▶ JOB:
Arrange the lines as a JSON list of strings, one string per line and blank lines left out, starting from the first line of the records and stopping after the line that contains "[19,0,293,250]".

▶ RECORDS FOR THIS TASK:
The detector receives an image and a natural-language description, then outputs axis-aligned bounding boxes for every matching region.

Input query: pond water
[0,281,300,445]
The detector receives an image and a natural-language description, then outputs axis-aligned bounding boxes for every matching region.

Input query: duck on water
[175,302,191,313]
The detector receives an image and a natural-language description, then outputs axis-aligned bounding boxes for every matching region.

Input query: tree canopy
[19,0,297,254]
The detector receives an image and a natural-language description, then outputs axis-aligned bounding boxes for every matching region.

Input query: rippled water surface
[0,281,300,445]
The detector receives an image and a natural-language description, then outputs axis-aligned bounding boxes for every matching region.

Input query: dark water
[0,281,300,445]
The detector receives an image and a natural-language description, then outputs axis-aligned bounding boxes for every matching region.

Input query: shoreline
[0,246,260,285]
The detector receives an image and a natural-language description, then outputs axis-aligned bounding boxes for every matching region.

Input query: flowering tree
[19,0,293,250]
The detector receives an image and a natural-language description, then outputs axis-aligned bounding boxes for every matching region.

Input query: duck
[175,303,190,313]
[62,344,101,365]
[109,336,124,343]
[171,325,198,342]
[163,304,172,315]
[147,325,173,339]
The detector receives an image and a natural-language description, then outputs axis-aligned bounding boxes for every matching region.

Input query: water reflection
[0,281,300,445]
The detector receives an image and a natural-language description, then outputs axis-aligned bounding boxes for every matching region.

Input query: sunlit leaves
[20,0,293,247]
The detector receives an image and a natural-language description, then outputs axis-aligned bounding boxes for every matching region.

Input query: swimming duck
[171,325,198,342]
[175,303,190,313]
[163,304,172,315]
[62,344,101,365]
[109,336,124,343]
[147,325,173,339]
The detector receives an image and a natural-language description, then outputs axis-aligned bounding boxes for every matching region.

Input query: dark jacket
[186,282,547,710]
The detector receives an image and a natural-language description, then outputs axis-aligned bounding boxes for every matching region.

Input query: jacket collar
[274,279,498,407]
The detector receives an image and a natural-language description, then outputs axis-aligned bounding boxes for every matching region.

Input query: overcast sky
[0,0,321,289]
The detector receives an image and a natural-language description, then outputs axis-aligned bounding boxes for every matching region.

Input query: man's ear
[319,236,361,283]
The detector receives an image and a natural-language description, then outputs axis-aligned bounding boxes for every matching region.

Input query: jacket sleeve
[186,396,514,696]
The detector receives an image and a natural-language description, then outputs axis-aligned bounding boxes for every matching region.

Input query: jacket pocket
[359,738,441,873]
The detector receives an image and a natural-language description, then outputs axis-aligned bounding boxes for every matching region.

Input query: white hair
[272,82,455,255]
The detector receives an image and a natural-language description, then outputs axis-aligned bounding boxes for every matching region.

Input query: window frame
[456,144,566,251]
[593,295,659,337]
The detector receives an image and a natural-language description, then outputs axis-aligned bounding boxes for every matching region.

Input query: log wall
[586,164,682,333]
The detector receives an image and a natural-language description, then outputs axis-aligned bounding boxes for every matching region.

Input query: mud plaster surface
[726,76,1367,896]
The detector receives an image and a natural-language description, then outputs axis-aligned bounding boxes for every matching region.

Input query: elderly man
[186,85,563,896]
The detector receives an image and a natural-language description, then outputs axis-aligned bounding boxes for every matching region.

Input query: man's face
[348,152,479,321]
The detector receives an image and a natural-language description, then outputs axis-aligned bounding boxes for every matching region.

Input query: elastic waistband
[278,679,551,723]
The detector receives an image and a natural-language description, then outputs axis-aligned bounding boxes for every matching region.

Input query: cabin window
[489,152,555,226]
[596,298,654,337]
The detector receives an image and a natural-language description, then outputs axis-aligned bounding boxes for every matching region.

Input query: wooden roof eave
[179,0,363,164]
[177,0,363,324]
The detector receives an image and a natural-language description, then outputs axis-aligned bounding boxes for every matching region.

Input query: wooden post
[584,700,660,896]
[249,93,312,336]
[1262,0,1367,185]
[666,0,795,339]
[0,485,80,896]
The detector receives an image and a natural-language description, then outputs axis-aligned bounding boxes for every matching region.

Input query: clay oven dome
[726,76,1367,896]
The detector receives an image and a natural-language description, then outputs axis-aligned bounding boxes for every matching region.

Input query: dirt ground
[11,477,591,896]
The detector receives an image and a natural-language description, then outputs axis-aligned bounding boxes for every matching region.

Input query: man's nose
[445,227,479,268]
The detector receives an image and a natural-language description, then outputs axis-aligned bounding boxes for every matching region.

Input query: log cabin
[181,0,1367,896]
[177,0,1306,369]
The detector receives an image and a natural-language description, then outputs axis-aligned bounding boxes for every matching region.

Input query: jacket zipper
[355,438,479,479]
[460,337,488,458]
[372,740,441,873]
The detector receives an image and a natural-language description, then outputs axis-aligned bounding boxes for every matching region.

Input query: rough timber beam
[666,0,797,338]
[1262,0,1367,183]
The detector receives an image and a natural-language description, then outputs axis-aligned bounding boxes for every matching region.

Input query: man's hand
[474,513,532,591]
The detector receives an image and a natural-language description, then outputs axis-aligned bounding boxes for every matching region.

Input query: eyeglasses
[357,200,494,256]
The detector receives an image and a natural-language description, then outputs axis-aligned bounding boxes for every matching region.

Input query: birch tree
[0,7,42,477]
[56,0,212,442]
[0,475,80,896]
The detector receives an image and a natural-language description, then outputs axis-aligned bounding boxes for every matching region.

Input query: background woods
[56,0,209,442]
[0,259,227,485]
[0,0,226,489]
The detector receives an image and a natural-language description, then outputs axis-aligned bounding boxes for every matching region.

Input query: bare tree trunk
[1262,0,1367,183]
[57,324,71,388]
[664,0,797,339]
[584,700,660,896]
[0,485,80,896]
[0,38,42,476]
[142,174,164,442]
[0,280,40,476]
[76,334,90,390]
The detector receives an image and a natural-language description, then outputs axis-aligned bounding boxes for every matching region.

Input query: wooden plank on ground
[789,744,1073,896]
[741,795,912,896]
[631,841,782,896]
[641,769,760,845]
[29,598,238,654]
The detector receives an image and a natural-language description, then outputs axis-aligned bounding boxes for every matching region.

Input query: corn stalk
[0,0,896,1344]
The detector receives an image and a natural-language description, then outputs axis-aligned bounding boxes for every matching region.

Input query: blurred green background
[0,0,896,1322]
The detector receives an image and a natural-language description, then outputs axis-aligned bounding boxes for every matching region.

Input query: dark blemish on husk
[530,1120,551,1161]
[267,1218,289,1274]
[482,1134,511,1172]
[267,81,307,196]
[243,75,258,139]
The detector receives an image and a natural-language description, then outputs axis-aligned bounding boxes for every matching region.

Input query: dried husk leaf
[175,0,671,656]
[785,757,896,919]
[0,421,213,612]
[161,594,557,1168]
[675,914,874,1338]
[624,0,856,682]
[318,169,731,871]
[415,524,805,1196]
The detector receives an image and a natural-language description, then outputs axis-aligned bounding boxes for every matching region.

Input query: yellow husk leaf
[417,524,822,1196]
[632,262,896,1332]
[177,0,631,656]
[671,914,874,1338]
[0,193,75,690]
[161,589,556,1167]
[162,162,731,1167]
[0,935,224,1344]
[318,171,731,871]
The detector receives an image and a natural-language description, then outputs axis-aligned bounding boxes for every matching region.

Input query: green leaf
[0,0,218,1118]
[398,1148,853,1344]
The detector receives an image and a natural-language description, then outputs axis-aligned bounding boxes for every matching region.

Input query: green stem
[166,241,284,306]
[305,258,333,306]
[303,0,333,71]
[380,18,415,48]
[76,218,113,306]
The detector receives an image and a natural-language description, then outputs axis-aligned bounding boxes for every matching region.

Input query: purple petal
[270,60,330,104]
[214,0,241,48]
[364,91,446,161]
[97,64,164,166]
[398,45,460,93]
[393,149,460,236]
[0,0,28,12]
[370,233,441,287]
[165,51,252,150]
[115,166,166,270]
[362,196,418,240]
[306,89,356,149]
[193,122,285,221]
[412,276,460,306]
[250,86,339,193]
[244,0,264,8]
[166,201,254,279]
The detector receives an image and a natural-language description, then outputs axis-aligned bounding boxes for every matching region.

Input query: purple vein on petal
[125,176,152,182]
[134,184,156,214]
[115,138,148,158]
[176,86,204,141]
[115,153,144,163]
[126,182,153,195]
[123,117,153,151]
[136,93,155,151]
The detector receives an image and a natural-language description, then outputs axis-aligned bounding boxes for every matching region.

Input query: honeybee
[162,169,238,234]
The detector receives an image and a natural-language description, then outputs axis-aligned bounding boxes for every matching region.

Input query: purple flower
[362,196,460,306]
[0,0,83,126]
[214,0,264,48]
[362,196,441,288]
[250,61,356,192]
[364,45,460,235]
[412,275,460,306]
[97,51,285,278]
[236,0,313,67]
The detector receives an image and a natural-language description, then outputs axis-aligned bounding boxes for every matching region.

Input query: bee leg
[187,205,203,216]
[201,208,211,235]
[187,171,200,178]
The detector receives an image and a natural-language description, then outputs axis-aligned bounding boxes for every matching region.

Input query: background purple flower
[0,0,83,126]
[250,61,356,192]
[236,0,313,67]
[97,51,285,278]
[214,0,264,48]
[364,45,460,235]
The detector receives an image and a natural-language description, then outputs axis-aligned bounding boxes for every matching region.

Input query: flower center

▶ RESPONSE BELOW:
[
  "The detector receives an image and a natural-language description, then outputs axis-aligned bounding boxes for every matching region.",
  "Input query: pond water",
  "[0,281,300,445]",
  "The detector receives an image and a natural-language description, then outputs axis-aligned bounding boxes for every matching region.",
  "Input query: duck on water",
  "[175,302,191,313]",
  "The detector receives an image and a natural-language description, then outputs axis-aligned bounding boxes for every matching region.",
  "Input query: tree canopy",
  "[19,0,297,254]",
  "The detector receives an image and a natural-language description, then outputs axis-aligned bounding boxes for every matching region.",
  "Input query: rippled water surface",
  "[0,281,300,445]",
  "The detector receives an image and a natural-language description, then outputs axis-aligned bounding boxes for every matching region.",
  "Input query: dark water",
  "[0,281,300,445]",
  "The detector receives an image and a natural-language description, then outputs axis-aligned bounding boxes for every matching region.",
  "Input query: shoreline",
  "[0,246,260,285]",
  "The detector receives an image and a natural-language description, then outputs axis-aligned bounding boxes for every matching region.",
  "Input query: flowering tree",
  "[19,0,293,250]"
]